*TASK DESCRIPTION*. Copy out the material below, swapping every "intersection tally" for "overlap count" and changing nothing else. Leave out the pictures.

╭─ RECORD LIST

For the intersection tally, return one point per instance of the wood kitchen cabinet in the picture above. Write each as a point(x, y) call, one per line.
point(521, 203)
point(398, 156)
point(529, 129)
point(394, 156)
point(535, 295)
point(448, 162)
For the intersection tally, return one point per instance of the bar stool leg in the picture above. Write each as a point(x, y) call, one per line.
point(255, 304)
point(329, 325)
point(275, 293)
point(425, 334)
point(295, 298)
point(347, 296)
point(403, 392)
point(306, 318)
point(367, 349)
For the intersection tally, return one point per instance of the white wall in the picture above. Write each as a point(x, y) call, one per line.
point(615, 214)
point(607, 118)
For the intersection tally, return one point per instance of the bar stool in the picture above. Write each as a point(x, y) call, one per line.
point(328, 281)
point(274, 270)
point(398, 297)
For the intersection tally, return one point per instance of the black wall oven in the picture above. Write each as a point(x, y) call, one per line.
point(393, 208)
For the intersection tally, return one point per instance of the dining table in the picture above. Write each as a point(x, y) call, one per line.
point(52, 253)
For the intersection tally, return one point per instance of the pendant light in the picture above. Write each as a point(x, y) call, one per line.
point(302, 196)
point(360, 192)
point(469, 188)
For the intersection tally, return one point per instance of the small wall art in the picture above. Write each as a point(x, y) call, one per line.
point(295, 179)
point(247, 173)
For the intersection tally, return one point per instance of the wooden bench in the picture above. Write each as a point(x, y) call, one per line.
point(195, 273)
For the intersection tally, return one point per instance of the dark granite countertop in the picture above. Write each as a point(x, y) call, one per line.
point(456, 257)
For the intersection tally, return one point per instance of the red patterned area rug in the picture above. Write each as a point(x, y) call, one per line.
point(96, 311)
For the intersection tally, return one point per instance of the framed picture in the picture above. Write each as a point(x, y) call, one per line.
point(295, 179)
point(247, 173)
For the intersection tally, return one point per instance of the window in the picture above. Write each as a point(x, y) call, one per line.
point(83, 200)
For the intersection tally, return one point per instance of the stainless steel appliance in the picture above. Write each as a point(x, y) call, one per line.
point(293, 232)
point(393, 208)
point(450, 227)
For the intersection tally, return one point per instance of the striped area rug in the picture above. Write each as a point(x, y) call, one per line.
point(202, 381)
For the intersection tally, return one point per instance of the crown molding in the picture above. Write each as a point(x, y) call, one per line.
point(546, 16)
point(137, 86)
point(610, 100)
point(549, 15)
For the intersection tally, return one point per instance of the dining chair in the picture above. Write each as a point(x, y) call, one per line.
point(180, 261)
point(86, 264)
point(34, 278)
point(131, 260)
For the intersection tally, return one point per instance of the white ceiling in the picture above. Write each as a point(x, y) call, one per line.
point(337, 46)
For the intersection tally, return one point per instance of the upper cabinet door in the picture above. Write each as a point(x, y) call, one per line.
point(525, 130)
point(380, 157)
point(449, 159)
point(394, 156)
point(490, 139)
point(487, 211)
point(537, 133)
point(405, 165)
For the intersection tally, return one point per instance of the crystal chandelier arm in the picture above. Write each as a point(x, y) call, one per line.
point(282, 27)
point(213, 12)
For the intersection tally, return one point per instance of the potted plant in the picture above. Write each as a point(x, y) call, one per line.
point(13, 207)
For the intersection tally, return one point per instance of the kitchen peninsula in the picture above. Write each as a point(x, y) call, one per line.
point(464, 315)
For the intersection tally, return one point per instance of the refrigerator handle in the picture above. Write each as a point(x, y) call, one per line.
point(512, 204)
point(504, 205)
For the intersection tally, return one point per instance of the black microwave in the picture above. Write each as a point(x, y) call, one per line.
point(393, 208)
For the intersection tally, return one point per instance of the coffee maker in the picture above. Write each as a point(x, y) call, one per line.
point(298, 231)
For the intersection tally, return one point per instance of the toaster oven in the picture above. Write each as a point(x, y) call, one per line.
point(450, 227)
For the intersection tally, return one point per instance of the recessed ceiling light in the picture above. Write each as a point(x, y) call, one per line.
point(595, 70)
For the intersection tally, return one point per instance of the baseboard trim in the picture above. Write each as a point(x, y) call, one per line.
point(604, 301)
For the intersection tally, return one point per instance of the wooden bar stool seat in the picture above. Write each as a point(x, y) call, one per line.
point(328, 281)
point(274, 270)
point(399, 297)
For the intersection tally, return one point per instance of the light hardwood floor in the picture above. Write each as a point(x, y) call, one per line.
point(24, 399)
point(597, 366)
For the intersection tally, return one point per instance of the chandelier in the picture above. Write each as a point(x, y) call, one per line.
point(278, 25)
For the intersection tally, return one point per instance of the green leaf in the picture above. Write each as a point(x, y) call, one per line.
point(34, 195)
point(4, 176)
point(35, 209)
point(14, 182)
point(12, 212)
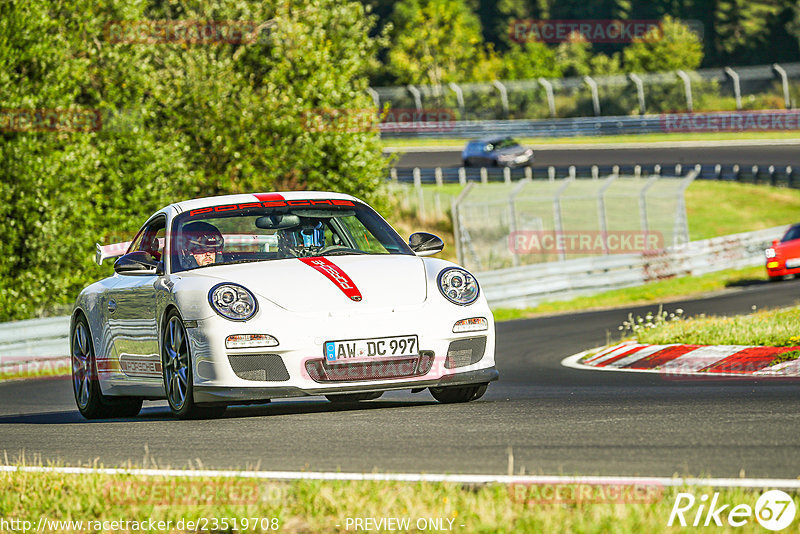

╰─

*THE REPLY*.
For the overlap count, return one point per instance of the wood kitchen cabinet in the picture above. Write each as a point(x, y) call, one per line.
point(521, 203)
point(398, 156)
point(529, 129)
point(394, 156)
point(535, 295)
point(448, 162)
For the overlap count, return one point per instance of the bar stool leg in the picture above. Write each as a point(x, y) call, one per line.
point(255, 304)
point(329, 325)
point(275, 293)
point(425, 334)
point(295, 298)
point(347, 296)
point(403, 392)
point(306, 318)
point(367, 349)
For the overlap count, return one point per instance of the white wall in the picture above. Write each as a point(x, y) call, one per line.
point(615, 214)
point(607, 118)
For the overlap count, return one point per instance of the bar stool in the picture above. Write each as a point(x, y) call, one per line.
point(328, 281)
point(274, 270)
point(398, 297)
For the overlap count, return one point per instance of the black wall oven in the picture above. Write each as a point(x, y) call, one per line.
point(393, 208)
For the overlap count, return one point per instance of the dining table in the picture above. Write each as a point(x, y) call, one per line.
point(52, 253)
For the overlap count, return one point per instance of the pendant light in the picture above. Write each as a point(x, y) call, one per line.
point(302, 196)
point(360, 192)
point(469, 188)
For the overlap count, return one point per instance of the small wall art in the picture above. Write each as a point(x, y) call, one per line.
point(295, 179)
point(247, 173)
For the overlap count, return one point per instance of the wooden bench in the picture above. Write each as a point(x, y) call, one per line.
point(195, 273)
For the overlap count, return one point per instance of the dark granite countertop in the picture above. Write each as a point(x, y) call, one per line.
point(456, 257)
For the overlap count, return one point per instance of the red patterned area rug in the picture above. Write each as a point(x, y) call, one per line.
point(96, 311)
For the overlap count, return one point per instance of the framed picture in the picture above. Write each as a point(x, y) call, one per line.
point(295, 179)
point(247, 173)
For the overlap count, return one point per instance of the window in the picture above. Write each as a point(x, y) call, one per line.
point(83, 200)
For the overlap count, return one point per instance of the stainless steel appliance in the picture above. Write each as a point(x, y) call, one per line.
point(293, 232)
point(393, 208)
point(450, 227)
For the overlap count, return one point per instance of the striped area rug in the picture above. Write each as a point(x, y) call, one per line.
point(202, 381)
For the overlap count, return one point per instance of the crown molding in the picture above. Write each as a point(x, y) call, one per line.
point(546, 16)
point(137, 86)
point(610, 100)
point(549, 15)
For the overlap count, return one point per instance of the dining chair in the picture above. Write each as a point(x, y) call, one per line.
point(180, 261)
point(86, 264)
point(34, 278)
point(131, 260)
For the overlap count, return one point per instance of the white ceiling in the picture above. Write each as a point(x, y) call, one per line.
point(337, 46)
For the overlap count, return one point per instance of the upper cabinet door in the picture above. Write each as a point(x, y) call, one per line.
point(525, 130)
point(380, 157)
point(449, 159)
point(394, 156)
point(490, 139)
point(487, 211)
point(537, 133)
point(405, 165)
For the overlap count, return one point per instance of the crystal chandelier arm in the picture above. Write each as a point(x, y) call, one per line.
point(282, 27)
point(213, 12)
For the overlap count, return one point per instance of the potted plant in the picture above. Write each as a point(x, y) call, one per line.
point(13, 207)
For the overlap count, return one point per instance of the kitchen peninsula in the picture above. Write each as a point(x, y) call, one per line.
point(464, 315)
For the overlap count, return one point per instance of the refrigerator handle in the picture above. Write each as a point(x, y) call, one per line.
point(512, 204)
point(504, 205)
For the overlap count, return one point per instance of the black microwave in the picture above. Write each as a point(x, y) call, one per line.
point(393, 208)
For the overlap count, return one point per instance of the coffee maker in the picture above. Write each as a point(x, y) call, one per line.
point(298, 231)
For the overlap count, return one point per instance of the toaster oven in the picture above. Write each as a point(x, y) call, one per line.
point(450, 227)
For the overlap count, return one point per instance of the recessed ceiling light in the picture above. Write each as a point(x, y) call, one per line.
point(595, 70)
For the overlap count, return one point per instance of the baseboard trim in the picture above. Write each as a point(x, y) call, one per line.
point(604, 301)
For the overlap count, return one point per instance of the wooden bar stool seat in the picture above. Write each as a point(x, y) call, one per line.
point(328, 281)
point(274, 270)
point(399, 297)
For the overlap count, return one point per instance of the light hardwood floor in the picture above. Write each as a point(x, y) call, one per line.
point(24, 399)
point(597, 366)
For the overlap count, return one point per instance of the chandelier in the picture above. Write each as a point(x, y) call, one per line.
point(278, 25)
For the overlap count, return one point per instance of the green leaf in the picture above. Write each as a point(x, y) call, one per line.
point(34, 195)
point(4, 176)
point(35, 209)
point(14, 182)
point(12, 212)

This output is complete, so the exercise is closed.